Data for this task –
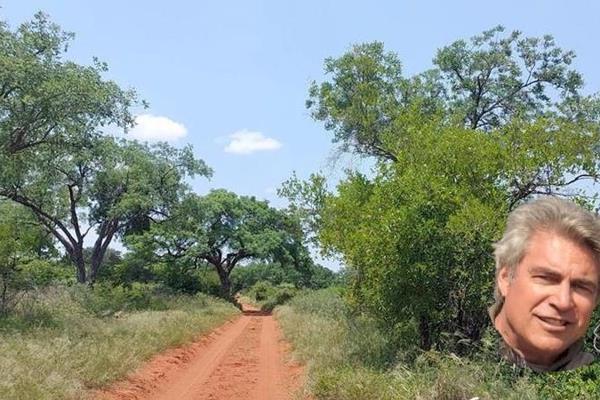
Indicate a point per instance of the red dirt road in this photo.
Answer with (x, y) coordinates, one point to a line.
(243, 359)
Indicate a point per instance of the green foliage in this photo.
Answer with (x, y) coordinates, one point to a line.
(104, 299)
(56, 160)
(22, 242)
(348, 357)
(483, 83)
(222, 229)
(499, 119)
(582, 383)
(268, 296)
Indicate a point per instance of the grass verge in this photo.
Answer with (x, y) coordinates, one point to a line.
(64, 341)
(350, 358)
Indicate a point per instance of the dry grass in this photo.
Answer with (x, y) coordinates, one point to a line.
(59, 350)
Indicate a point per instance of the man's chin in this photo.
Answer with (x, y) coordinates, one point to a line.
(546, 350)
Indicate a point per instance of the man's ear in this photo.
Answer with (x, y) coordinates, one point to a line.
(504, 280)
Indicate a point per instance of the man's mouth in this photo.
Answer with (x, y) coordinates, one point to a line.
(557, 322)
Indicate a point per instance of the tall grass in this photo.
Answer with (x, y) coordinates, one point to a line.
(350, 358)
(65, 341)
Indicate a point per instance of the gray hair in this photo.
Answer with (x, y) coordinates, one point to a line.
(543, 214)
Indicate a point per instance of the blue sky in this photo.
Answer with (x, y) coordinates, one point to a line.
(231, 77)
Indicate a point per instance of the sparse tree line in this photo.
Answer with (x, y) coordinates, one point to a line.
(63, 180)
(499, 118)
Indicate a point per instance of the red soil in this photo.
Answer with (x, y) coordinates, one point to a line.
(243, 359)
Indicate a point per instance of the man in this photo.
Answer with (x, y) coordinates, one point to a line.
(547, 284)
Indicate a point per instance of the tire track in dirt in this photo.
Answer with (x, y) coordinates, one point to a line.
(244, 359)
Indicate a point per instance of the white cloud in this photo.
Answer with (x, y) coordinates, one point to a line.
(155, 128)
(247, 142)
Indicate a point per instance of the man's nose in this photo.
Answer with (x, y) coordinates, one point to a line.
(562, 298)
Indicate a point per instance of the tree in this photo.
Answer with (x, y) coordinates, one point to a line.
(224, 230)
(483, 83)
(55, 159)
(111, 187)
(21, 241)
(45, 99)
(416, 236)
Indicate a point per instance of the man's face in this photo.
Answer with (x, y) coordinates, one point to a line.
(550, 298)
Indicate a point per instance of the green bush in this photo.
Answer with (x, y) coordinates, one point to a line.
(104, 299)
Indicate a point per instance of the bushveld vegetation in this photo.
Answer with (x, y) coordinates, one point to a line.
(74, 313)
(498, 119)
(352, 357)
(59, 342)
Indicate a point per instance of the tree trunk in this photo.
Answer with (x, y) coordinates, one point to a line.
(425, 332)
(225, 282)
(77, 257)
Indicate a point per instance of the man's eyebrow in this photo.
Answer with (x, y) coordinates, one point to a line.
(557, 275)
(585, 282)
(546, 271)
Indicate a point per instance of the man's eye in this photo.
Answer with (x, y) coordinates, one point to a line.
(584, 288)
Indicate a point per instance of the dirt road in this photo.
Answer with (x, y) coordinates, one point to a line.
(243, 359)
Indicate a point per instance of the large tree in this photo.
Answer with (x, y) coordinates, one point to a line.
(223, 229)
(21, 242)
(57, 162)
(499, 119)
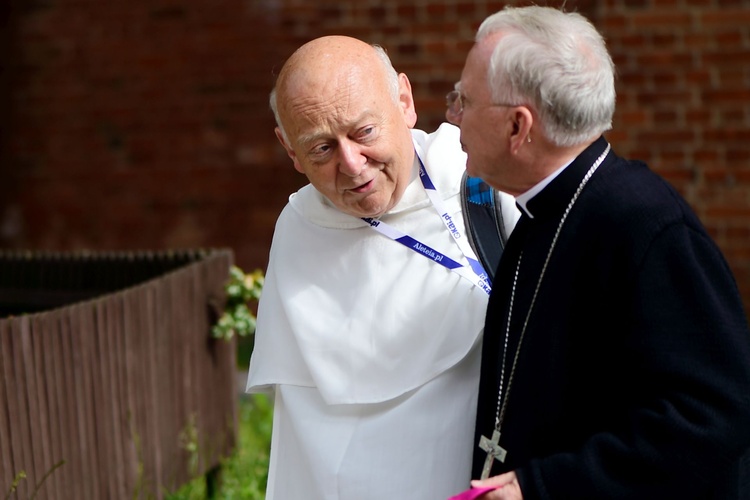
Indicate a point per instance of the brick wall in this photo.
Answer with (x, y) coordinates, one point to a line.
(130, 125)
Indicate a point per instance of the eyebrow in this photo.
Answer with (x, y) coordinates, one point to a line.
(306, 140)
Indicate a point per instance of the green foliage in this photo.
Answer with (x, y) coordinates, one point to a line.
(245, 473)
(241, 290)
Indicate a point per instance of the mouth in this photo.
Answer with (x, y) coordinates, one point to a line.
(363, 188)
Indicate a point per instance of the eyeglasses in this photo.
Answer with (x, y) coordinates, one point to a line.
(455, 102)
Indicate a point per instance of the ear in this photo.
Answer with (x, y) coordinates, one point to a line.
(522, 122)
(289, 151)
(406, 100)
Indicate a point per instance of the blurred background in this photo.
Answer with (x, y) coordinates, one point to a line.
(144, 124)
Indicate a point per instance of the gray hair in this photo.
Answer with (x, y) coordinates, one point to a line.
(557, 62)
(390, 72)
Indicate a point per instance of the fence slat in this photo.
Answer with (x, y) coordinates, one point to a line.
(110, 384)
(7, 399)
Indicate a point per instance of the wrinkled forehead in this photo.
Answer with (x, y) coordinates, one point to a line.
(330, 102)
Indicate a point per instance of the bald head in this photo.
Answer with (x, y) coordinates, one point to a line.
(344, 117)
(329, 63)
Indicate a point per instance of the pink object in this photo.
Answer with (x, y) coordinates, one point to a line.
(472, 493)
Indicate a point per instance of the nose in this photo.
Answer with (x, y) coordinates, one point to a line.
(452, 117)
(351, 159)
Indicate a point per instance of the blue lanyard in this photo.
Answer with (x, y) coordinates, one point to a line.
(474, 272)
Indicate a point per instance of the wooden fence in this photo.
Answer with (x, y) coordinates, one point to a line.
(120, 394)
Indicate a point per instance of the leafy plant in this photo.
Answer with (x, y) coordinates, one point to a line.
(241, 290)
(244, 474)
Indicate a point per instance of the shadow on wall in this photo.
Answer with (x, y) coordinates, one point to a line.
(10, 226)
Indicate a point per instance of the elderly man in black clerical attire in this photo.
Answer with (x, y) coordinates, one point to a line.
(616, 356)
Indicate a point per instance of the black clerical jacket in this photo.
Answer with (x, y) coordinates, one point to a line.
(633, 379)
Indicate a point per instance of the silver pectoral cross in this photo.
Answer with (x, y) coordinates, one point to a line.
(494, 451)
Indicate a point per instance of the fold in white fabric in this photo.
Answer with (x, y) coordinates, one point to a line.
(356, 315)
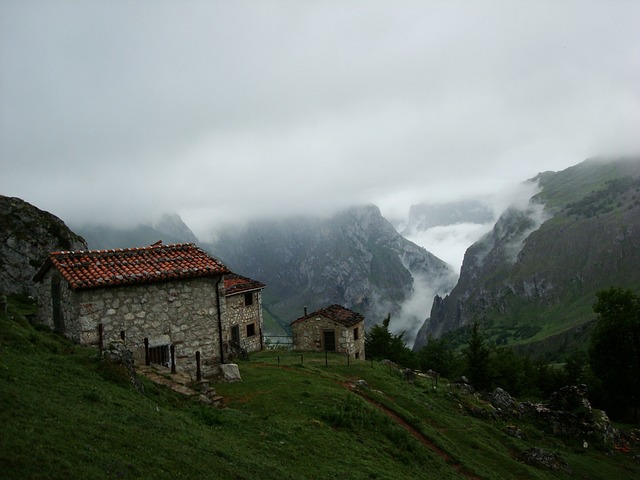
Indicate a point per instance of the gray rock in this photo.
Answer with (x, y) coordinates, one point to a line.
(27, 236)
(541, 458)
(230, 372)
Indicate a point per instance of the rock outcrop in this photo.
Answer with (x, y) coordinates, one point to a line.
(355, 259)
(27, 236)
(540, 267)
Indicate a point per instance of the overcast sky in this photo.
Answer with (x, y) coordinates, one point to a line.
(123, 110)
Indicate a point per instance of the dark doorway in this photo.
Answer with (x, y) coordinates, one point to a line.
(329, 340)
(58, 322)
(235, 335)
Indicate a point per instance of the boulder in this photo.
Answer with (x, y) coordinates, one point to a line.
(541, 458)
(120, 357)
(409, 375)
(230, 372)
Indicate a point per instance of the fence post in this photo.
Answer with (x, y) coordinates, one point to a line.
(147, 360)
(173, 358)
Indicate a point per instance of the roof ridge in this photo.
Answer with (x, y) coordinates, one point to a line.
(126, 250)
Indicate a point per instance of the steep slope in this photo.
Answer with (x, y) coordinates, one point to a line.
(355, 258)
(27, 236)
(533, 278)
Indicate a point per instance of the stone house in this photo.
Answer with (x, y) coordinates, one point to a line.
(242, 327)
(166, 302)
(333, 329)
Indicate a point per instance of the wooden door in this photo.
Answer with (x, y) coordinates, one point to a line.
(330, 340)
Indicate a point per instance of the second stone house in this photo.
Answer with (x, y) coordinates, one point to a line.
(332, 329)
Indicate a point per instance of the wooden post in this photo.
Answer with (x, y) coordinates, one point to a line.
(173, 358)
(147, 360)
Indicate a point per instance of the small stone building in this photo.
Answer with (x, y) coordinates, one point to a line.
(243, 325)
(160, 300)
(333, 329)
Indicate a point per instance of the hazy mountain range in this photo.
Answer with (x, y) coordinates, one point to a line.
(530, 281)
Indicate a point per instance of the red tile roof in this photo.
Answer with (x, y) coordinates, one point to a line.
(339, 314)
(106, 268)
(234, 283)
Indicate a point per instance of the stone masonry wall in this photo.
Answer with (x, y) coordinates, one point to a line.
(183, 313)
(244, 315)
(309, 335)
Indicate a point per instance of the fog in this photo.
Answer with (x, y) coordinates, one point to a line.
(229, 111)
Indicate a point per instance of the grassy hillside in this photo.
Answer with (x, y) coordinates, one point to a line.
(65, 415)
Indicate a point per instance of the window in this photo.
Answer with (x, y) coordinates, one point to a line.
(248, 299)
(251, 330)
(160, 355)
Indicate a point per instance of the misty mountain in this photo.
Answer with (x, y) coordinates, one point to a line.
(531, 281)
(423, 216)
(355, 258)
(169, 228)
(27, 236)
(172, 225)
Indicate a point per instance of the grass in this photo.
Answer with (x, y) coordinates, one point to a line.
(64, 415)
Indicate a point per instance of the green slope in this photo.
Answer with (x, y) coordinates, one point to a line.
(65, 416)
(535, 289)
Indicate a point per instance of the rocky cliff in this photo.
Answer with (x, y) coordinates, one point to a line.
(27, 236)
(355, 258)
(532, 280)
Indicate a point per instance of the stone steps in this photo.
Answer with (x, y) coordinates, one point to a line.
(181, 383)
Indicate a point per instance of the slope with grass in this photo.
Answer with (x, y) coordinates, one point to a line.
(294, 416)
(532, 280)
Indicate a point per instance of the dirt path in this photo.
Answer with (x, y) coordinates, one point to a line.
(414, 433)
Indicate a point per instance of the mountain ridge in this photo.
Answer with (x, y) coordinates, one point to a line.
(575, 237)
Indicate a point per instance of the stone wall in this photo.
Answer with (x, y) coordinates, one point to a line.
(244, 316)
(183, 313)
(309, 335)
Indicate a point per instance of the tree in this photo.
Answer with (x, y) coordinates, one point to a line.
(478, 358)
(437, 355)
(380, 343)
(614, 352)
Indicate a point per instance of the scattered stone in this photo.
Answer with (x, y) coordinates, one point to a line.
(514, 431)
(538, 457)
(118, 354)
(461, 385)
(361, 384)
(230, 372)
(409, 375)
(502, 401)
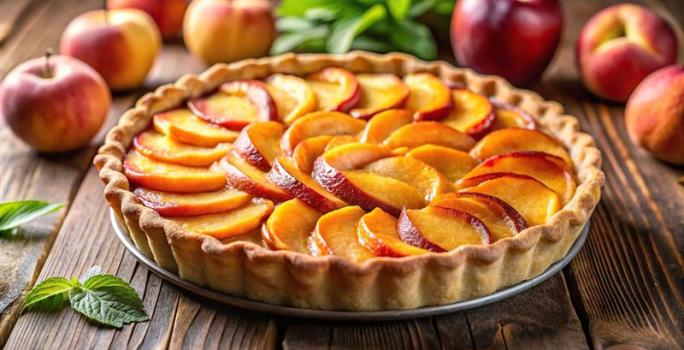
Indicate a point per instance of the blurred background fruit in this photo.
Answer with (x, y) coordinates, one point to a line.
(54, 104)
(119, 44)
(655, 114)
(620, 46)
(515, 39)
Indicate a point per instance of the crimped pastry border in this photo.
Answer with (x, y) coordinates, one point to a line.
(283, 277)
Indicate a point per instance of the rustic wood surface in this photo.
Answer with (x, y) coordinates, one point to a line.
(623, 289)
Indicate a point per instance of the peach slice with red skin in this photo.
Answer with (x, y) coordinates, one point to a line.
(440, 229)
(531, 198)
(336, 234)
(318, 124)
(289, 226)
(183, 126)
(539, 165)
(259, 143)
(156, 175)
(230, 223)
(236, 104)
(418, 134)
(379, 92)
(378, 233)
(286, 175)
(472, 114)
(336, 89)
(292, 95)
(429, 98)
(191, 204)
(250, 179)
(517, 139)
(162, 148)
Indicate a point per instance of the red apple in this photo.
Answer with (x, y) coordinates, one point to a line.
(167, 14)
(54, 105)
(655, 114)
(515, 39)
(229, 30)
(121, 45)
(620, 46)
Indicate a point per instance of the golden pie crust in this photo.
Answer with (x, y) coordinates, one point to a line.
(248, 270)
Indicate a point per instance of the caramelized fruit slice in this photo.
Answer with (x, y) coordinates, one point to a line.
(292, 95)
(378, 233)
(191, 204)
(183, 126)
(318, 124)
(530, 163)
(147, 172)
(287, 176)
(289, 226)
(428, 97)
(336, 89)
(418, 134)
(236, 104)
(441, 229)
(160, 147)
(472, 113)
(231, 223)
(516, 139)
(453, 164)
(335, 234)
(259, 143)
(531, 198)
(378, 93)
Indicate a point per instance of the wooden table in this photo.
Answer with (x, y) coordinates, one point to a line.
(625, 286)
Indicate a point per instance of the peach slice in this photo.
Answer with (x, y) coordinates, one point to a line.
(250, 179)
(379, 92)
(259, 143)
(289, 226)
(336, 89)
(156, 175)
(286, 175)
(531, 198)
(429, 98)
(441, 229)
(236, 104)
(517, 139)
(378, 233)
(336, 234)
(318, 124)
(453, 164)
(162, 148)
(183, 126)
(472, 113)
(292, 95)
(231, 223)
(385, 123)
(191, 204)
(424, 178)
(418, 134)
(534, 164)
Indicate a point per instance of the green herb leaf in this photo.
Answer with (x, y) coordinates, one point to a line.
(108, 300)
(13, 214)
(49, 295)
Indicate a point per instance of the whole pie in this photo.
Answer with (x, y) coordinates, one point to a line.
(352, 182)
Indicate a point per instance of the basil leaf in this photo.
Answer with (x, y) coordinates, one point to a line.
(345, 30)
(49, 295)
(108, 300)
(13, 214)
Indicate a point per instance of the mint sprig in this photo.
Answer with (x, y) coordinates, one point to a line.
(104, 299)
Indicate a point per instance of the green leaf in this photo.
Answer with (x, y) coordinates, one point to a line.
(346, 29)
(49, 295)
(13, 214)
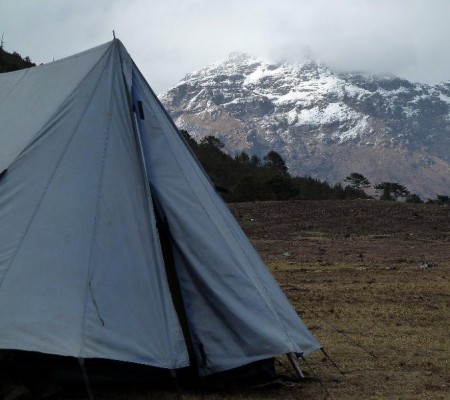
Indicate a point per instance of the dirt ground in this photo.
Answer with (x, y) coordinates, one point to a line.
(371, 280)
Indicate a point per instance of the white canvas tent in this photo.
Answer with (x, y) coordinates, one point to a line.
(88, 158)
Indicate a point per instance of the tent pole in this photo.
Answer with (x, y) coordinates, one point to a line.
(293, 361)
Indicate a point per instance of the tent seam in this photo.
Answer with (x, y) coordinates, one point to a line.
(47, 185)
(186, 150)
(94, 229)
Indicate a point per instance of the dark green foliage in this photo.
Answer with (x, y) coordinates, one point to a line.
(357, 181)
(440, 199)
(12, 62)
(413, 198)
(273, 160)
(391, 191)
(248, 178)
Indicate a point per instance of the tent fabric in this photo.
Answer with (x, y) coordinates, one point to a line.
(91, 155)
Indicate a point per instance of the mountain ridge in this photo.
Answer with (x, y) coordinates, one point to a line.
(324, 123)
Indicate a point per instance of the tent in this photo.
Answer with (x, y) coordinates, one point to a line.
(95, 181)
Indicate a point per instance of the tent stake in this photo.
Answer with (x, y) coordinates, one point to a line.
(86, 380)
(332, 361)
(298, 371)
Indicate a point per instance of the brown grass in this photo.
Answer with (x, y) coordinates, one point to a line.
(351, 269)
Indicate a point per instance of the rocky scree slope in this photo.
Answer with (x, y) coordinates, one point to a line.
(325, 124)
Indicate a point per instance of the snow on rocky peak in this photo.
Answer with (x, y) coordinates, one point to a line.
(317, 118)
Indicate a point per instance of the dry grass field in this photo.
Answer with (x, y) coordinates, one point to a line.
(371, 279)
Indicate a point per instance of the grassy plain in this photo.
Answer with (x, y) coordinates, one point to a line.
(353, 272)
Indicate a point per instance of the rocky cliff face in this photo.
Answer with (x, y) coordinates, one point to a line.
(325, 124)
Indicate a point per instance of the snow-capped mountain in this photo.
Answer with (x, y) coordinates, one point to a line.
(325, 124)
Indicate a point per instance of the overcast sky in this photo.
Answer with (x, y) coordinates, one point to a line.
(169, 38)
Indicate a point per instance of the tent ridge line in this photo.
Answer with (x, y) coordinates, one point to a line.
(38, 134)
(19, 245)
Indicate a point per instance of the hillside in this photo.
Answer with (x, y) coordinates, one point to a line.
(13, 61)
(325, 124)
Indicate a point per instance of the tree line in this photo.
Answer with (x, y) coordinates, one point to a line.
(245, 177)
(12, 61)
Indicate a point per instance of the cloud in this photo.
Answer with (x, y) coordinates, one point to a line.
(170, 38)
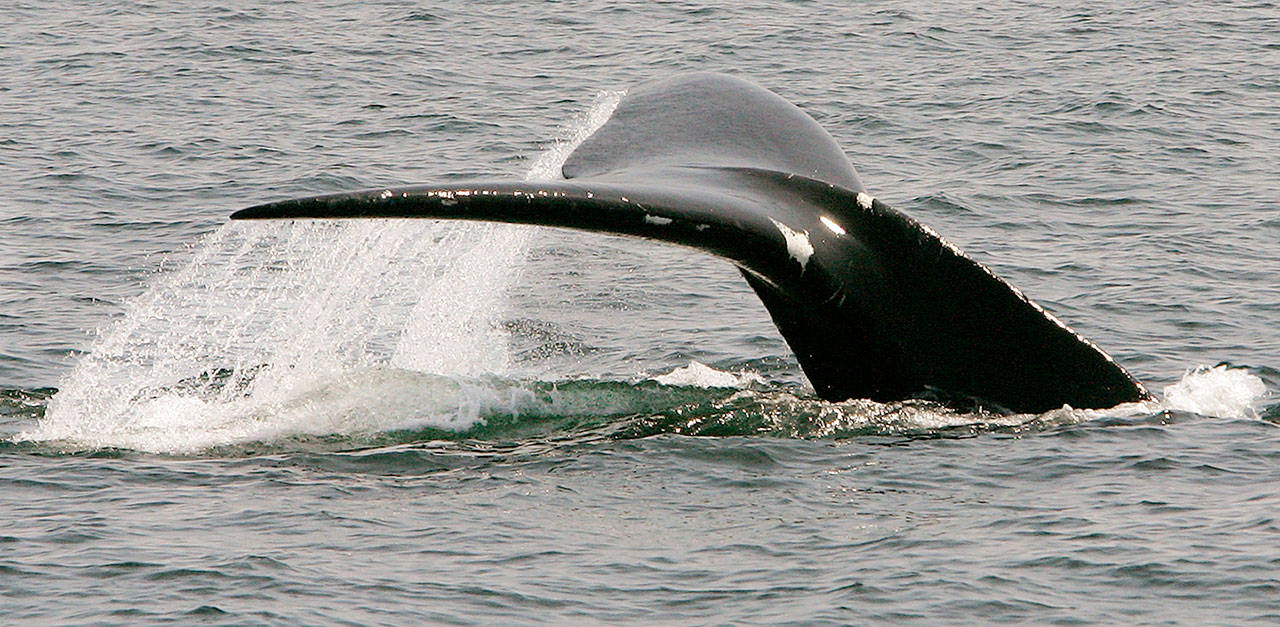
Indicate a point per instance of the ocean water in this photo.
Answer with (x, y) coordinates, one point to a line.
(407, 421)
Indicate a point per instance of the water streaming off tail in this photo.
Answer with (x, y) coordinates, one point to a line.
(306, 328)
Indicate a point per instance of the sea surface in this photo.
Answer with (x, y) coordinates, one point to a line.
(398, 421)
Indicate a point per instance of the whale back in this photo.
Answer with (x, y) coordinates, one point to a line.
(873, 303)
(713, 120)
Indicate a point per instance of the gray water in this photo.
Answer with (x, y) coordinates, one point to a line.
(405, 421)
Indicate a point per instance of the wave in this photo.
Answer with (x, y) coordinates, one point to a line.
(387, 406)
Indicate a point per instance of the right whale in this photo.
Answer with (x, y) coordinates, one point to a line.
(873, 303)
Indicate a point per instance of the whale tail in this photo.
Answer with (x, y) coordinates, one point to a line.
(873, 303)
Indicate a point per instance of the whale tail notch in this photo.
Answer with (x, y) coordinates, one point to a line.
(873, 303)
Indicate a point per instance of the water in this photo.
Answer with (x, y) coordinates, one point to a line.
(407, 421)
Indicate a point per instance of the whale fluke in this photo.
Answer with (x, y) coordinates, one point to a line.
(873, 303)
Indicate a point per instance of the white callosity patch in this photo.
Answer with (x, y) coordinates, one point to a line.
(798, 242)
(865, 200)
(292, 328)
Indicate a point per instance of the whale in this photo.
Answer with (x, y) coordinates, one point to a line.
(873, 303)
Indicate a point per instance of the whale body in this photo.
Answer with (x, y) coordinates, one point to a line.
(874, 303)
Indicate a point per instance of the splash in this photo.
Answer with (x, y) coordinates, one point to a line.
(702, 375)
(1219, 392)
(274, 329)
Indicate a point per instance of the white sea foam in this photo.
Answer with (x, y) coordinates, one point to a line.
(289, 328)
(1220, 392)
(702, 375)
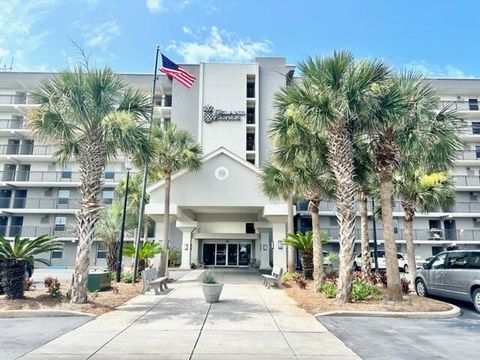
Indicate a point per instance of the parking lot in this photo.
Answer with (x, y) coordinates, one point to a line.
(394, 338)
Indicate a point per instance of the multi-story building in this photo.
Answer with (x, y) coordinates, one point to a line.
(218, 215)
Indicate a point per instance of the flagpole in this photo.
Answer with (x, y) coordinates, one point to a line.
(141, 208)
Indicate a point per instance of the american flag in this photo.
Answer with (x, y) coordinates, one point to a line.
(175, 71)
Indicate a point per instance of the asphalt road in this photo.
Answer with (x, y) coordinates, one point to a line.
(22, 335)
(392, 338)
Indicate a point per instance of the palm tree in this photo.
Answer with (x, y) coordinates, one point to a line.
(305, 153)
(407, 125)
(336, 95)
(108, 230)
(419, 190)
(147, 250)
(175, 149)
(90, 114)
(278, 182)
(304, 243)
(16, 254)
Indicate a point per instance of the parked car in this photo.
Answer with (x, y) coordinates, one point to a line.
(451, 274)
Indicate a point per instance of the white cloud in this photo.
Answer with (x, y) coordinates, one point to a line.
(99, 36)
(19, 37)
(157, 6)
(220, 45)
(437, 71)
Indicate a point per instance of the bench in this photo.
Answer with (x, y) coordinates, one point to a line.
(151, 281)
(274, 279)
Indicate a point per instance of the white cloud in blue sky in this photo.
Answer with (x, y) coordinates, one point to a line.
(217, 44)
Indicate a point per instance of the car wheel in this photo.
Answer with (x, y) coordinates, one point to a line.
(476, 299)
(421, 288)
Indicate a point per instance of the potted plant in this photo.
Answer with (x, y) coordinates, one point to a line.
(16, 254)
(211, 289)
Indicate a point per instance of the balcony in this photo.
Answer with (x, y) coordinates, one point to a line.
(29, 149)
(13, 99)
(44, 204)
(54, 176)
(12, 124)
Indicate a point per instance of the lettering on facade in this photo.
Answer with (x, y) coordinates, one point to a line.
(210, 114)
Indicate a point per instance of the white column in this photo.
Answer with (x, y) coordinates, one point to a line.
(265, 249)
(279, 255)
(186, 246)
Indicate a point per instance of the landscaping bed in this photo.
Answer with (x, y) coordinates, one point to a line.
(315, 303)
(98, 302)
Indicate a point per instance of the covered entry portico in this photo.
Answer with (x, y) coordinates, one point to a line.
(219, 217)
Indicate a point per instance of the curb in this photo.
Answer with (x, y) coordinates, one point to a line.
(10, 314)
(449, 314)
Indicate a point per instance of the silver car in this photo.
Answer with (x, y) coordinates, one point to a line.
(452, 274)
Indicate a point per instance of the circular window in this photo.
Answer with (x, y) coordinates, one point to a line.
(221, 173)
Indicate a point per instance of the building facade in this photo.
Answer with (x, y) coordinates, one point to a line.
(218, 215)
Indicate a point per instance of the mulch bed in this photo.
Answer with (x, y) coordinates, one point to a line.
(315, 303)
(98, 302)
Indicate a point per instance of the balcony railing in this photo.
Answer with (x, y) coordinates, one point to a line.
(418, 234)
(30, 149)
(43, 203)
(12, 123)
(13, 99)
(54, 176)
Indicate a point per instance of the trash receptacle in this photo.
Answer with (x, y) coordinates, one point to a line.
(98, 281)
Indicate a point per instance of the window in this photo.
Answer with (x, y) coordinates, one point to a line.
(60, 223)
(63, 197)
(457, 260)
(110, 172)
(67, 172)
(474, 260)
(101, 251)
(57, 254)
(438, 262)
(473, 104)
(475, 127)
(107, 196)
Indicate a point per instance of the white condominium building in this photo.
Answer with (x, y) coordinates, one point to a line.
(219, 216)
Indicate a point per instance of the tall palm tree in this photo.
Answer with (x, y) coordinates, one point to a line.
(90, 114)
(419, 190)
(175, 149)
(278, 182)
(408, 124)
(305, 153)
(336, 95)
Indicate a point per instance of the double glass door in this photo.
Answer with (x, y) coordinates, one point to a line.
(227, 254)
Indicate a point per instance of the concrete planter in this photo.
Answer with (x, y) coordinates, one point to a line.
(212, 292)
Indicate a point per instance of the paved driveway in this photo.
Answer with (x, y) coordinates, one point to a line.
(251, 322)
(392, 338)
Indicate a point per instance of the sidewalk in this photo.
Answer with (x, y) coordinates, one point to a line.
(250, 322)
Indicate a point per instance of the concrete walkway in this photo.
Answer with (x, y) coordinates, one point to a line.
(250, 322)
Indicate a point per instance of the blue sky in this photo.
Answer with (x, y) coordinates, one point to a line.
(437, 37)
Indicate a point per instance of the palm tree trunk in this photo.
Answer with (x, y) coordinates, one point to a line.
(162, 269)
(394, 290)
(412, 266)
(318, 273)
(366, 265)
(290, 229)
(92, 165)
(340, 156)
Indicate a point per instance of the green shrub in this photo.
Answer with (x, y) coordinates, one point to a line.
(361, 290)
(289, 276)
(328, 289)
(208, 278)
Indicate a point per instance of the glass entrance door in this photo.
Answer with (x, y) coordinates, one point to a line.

The request – Print only the lines from the one with "Indicate a point per instance of the palm tree trunk" to the end of the records, both included.

Exercise output –
Indicate a point per instance of the palm tree trunk in this photo.
Answer with (x, y) coordinates, one point to a line.
(162, 269)
(394, 290)
(412, 266)
(318, 273)
(366, 265)
(290, 229)
(92, 165)
(340, 156)
Indicate a point per instance of the green shrub in this photo.
Answer with (x, y) coordinates, one point to a line.
(361, 290)
(289, 276)
(328, 289)
(208, 278)
Indicate a point per instance of the glass entrance door in this photo.
Answer with (x, y) coordinates, one point to a line.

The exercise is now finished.